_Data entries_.
►

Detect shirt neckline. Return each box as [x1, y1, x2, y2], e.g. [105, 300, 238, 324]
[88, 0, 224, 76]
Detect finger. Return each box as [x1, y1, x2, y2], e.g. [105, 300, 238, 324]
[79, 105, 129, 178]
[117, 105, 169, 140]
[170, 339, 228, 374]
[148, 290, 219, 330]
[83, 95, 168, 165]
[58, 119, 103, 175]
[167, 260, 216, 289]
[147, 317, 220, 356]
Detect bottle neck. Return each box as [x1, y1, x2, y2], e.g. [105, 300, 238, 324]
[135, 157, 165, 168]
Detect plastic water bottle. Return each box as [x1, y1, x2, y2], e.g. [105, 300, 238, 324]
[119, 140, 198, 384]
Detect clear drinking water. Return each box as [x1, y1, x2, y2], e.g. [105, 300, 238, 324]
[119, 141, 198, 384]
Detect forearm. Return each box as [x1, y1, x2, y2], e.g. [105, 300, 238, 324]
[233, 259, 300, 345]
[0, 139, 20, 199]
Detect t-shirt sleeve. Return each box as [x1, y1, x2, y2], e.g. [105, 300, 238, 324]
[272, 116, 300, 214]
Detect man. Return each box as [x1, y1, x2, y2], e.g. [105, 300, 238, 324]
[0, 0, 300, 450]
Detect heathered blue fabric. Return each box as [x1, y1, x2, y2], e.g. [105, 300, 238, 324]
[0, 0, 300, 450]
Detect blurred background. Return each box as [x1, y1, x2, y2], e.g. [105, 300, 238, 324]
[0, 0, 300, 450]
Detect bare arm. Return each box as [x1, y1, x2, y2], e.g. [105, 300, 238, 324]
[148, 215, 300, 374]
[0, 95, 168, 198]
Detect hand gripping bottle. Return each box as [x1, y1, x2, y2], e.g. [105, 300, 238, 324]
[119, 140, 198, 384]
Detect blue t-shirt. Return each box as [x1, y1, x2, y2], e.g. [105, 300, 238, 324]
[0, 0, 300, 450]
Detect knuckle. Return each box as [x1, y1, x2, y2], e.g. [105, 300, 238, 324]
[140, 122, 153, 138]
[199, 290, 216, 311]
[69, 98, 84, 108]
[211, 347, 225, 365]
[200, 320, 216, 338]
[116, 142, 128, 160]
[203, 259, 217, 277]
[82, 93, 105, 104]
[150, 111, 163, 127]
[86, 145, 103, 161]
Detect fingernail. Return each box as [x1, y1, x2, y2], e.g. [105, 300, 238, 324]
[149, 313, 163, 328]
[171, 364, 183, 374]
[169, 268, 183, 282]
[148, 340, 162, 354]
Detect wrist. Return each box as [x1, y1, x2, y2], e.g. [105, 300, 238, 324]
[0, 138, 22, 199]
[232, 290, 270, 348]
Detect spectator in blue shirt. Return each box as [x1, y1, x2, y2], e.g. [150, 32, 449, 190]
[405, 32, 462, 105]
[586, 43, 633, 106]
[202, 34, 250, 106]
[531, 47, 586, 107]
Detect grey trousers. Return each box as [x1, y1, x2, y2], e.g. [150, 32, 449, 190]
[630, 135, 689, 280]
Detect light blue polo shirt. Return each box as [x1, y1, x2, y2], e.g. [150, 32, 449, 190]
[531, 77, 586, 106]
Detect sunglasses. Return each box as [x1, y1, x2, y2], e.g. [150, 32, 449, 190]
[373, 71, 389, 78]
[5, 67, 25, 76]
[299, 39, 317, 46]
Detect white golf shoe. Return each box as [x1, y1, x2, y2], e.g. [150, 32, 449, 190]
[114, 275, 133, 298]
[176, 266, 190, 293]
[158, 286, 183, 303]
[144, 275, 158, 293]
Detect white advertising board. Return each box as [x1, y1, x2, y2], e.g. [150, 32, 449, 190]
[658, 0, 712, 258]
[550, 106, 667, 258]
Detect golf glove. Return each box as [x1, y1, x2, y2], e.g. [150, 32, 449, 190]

◄

_TASK REQUIREMENTS_. Repeat the rows word for word, beginning with the line that contains "Detect plastic water" and continuing through the line that contains "[0, 139, 20, 199]".

_FINAL RESULT_.
Detect plastic water bottle. Return each box as [x1, y1, x2, y2], e.g. [105, 300, 238, 324]
[119, 140, 198, 384]
Detect clear drinking water. Return each box as [x1, y1, x2, y2], e.g. [105, 300, 238, 324]
[119, 141, 198, 384]
Detect forearm. Return each box as [x1, y1, x2, y2], e.g. [105, 300, 238, 324]
[233, 259, 300, 345]
[0, 139, 20, 199]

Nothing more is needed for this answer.